*** SOURCE EXCERPT ***

| name | capture-kernel-trace |
| description | Capture GPU kernel ATT (Advanced Thread Trace) via rocprofv3 on a remote Docker container or locally. Discovers kernel names, configures input.yaml with the target kernel_include_regex, runs rocprofv3 -i input.yaml with FLYDSL_DEBUG_ENABLE_DEBUG_INFO=1, and downloads the latest ui_output_agent_* directory for analysis. Usage: /capture-kernel-trace <test_script.py> [kernel_name_pattern]
|
| tools | Bash,Read,Write,Edit,Grep,Glob |
Capture Kernel Trace
Capture rocprofv3 ATT traces from a GPU environment (local or remote Docker container),
then download the trace output for analysis.
Arguments
| Argument | Required | Description |
|---|
<test_script> | Yes | Python test/bench script to profile, e.g. bench_ps_pingpong.py |
[kernel_pattern] | No | Kernel name regex. If omitted, discover via --stats first |
If no test script is provided, ask the user.
Connection Info
Check MEMORY.md for the user's current remote access configuration. If not found, ask the user for:
- SSH host and user
- Docker container name (if applicable)
- FlyDSL install path on remote (default: project root)
SSH command pattern (adjust per environment):
ssh $USER@$HOST \
"docker exec -e PYTHONPATH=<flydsl_root>/python:<flydsl_root>/tests \
-e FLYDSL_DEBUG_ENABLE_DEBUG_INFO=1 \
$CONTAINER bash -c '<CMD>'"
For local execution (no SSH/Docker):
FLYDSL_DEBUG_ENABLE_DEBUG_INFO=1 PYTHONPATH=./ <CMD>
Workflow
Step 1: Deploy test script to remote container (if remote)
Step 2: Discover kernel names (if pattern not provided)
Step 3: Configure input.yaml with kernel_include_regex
Step 4: Run rocprofv3 -i input.yaml to collect ATT trace
Step 5: Find and download latest ui_output_agent_* to local
Step 1: Deploy Test Script
If running on a remote container, copy the test script:
scp $TEST_SCRIPT $USER@$HOST:/tmp/
ssh $USER@$HOST "docker cp /tmp/$TEST_SCRIPT $CONTAINER:/tmp/"
If the test script is already on the remote (e.g., in the FlyDSL tests dir), skip this step.
Step 2: Kernel Discovery (if no pattern provided)
Run rocprofv3 in stats mode to list kernel names:
ssh $USER@$HOST \
"docker exec -e PYTHONPATH=<flydsl_root>/python:<flydsl_root>/tests \
$CONTAINER bash -c \
'cd /tmp && rocprofv3 --stats --kernel-trace -f csv -o /tmp/discover -- python $TEST_SCRIPT 2>&1'"

*** DATASET CONTENT ***

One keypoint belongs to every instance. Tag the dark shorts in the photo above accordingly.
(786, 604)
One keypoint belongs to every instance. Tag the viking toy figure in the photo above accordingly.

***

EXERCISE SET ::
1/ In the kernel trace capture guide, rewrite the paragraph beginning "Check MEMORY.md for the user's current remote access configuration" as a short list, keeping its main facts.
2/ Write what comes next in the guide to capturing kernel traces with rocprofv3, picking up after its last command.

RESPONSES PER TASK ::
1/
- Look in MEMORY.md for the user's current remote access configuration.
- If it is missing, ask the user for:
  - SSH host and user
  - Docker container name (if applicable)
  - FlyDSL install path on remote (default: project root)

2/
rocprofv3 --stats --kernel-trace -f csv -o /tmp/discover -- python $TEST_SCRIPT 2>&1
Parse output to find kernel names:
cat /tmp/discover_kernel_stats.csv
Present the kernel list and let the user pick, or auto-select the FlyDSL/target kernel
(typically contains pa_decode, kernel_0, or the function name from the test script).
Step 3: Configure input.yaml
Create the input.yaml with the target kernel_include_regex:
jobs:
-
kernel_include_regex: <KERNEL_PATTERN>
kernel_iteration_range: "[1, [2-4]]"
output_file: out
output_directory: /tmp/kernel_trace_output
output_format: [csv]
truncate_kernels: true
sys_trace: true
advanced_thread_trace: true
att_target_cu: 1
att_shader_engine_mask: "0xf"
att_simd_select: "0xf"
att_buffer_size: "0x6000000"
Key configuration:
kernel_include_regex: Exact name or regex from Step 2
kernel_iteration_range: "[1, [2-4]]" skips warmup (iteration 0), traces iterations 2-4
att_target_cu: 1: Single CU for manageable output
att_buffer_size: "0x6000000": 96MB per SE (increase to 0xC000000 if truncated)
Step 4: Run rocprofv3 with ATT
ssh $USER@$HOST \
"docker exec -e PYTHONPATH=<flydsl_root>/python:<flydsl_root>/tests \
-e FLYDSL_DEBUG_ENABLE_DEBUG_INFO=1 \
$CONTAINER bash -c \
'cd /tmp && rm -rf /tmp/kernel_trace_output && rocprofv3 -i /tmp/input_trace.yaml -- python $TEST_SCRIPT 2>&1'"
FLYDSL_DEBUG_ENABLE_DEBUG_INFO=1 PYTHONPATH=./ \
rocprofv3 -i /tmp/input_trace.yaml -- python $TEST_SCRIPT 2>&1
IMPORTANT: Set FLYDSL_DEBUG_ENABLE_DEBUG_INFO=1 to get source-to-assembly mapping
in the trace output. This enables DWARF debug info in the compiled HSACO, so code.json
will contain source file:line annotations for each ISA instruction.
Timeout: allow 3-5 minutes for JIT compilation + trace collection.
Step 5: Download Trace Output
5.1 Find the latest ui_output_agent_* directory
ssh $USER@$HOST \
"docker exec $CONTAINER bash -c \
'ls -td /tmp/kernel_trace_output/ui_output_agent_* 2>/dev/null | head -5'"
ls -td /tmp/kernel_trace_output/ui_output_agent_* 2>/dev/null | head -5
The output directories are named ui_output_agent_<PID>_dispatch_<N>. Pick the latest.
5.2 Download to local (remote only)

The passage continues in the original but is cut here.